[Records for processing]
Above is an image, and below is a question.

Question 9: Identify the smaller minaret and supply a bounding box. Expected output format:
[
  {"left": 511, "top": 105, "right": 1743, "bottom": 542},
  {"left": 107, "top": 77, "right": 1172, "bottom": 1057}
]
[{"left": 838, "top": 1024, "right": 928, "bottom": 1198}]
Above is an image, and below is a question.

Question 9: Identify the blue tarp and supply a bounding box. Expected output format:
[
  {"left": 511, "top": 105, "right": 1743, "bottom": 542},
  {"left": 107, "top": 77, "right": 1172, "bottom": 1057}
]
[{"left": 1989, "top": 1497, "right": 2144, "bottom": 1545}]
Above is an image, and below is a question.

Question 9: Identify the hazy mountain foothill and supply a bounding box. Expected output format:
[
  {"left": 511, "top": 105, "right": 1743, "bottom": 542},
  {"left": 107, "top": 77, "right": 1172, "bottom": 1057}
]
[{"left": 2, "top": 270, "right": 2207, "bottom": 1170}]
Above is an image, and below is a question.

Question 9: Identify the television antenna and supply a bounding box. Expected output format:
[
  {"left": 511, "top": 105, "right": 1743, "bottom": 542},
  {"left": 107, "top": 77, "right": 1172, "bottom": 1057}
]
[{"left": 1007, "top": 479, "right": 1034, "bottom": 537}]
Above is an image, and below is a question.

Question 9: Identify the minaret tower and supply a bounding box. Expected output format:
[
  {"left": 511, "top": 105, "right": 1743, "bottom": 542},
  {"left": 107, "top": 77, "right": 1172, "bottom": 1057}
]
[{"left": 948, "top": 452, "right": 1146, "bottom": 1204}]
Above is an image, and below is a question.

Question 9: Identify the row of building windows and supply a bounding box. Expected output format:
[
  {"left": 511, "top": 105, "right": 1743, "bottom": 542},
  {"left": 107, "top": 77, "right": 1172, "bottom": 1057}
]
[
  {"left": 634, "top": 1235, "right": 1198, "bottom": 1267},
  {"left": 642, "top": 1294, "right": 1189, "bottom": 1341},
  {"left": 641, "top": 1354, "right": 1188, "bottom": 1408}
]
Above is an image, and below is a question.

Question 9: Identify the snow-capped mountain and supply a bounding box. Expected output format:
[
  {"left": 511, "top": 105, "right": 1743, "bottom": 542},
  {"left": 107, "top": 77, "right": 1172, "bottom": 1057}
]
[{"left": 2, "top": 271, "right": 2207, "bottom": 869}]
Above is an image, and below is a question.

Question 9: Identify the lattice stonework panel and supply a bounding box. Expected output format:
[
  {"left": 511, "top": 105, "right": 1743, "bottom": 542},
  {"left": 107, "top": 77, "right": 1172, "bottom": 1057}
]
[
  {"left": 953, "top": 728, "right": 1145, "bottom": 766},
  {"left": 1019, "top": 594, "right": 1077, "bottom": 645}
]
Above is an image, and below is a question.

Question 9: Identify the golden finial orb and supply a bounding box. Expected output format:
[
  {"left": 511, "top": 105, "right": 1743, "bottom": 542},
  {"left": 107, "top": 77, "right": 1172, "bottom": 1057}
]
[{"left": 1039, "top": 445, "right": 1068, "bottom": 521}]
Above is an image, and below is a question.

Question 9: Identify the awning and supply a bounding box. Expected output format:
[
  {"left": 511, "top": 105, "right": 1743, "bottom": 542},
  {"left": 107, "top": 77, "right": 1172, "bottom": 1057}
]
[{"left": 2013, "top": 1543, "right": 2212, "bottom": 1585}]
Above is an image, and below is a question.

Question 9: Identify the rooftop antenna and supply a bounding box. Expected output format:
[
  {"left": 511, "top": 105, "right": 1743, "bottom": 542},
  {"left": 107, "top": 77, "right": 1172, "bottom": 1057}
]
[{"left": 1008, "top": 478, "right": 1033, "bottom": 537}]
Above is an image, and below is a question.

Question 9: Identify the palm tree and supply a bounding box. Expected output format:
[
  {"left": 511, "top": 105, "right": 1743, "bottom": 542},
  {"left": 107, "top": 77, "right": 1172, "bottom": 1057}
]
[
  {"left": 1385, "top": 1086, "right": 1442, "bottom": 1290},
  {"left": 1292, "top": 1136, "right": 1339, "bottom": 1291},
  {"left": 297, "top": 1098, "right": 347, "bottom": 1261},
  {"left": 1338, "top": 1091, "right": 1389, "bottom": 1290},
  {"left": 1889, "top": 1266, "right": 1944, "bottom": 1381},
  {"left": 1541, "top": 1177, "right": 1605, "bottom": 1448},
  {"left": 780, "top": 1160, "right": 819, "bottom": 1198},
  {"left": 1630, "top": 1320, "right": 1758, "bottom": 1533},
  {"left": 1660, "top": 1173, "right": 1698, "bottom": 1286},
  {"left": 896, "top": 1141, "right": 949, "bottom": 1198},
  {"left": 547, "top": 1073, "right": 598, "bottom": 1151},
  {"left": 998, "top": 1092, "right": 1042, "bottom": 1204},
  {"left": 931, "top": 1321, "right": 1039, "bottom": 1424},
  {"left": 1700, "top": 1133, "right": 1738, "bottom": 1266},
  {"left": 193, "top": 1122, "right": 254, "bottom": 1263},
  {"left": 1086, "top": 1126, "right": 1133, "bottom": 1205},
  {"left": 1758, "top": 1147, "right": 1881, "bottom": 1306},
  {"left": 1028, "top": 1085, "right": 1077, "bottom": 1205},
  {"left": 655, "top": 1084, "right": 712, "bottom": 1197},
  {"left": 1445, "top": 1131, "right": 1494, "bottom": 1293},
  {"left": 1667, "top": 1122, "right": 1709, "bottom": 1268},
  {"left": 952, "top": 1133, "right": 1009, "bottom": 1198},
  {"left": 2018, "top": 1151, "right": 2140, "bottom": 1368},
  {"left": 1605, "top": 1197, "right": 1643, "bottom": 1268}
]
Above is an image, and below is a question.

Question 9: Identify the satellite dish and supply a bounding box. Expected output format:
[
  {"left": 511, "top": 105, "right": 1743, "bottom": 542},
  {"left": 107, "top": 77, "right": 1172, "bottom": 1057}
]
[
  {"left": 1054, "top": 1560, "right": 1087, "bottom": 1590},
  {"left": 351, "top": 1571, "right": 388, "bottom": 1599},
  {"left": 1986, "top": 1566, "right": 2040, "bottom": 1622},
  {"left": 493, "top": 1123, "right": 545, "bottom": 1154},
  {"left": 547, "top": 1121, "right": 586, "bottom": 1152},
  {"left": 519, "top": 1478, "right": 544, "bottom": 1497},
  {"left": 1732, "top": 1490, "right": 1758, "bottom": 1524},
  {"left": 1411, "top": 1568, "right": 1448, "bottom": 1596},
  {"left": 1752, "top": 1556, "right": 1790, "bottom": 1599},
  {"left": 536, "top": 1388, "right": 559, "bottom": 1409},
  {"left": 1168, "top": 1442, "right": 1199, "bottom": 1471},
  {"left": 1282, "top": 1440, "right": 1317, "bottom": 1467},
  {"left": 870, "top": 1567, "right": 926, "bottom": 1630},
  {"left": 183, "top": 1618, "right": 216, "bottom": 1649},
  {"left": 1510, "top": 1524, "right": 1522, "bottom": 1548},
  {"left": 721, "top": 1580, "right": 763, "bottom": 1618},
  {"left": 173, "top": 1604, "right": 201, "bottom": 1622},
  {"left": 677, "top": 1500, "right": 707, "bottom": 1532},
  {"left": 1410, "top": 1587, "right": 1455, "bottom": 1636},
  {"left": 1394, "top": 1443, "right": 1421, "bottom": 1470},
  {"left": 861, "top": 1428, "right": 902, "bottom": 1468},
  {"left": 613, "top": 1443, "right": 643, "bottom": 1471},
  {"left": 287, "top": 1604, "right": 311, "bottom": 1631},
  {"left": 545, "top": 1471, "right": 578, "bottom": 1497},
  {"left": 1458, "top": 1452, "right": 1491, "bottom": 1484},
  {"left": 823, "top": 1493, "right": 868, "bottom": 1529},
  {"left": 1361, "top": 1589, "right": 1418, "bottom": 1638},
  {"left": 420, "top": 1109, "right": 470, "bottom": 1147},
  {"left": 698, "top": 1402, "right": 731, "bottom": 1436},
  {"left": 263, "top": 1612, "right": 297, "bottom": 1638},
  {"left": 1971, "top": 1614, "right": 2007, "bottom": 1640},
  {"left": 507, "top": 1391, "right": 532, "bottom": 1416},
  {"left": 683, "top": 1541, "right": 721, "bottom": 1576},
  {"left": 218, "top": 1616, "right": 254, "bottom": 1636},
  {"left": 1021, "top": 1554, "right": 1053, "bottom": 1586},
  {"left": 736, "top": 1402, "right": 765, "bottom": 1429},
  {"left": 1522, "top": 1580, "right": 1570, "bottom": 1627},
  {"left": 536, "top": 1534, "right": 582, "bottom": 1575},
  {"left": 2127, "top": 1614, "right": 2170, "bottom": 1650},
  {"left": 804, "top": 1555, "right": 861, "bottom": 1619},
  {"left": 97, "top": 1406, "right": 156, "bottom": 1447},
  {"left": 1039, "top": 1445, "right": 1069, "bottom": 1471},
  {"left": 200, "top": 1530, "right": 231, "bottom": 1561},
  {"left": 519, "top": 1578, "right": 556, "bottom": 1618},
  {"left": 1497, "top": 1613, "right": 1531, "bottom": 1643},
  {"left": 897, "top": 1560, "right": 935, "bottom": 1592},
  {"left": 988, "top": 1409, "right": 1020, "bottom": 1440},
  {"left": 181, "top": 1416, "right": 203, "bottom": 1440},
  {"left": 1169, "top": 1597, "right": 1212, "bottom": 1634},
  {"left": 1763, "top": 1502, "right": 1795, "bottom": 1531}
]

[Task to complete] All lines above that include the word "minaret" must be copied into the answer.

[Written solution]
Question 9: Identify the smaller minaret and supply a bounding box. Expected output format:
Question 9: Identify the minaret tower and supply a bounding box. Expected output format:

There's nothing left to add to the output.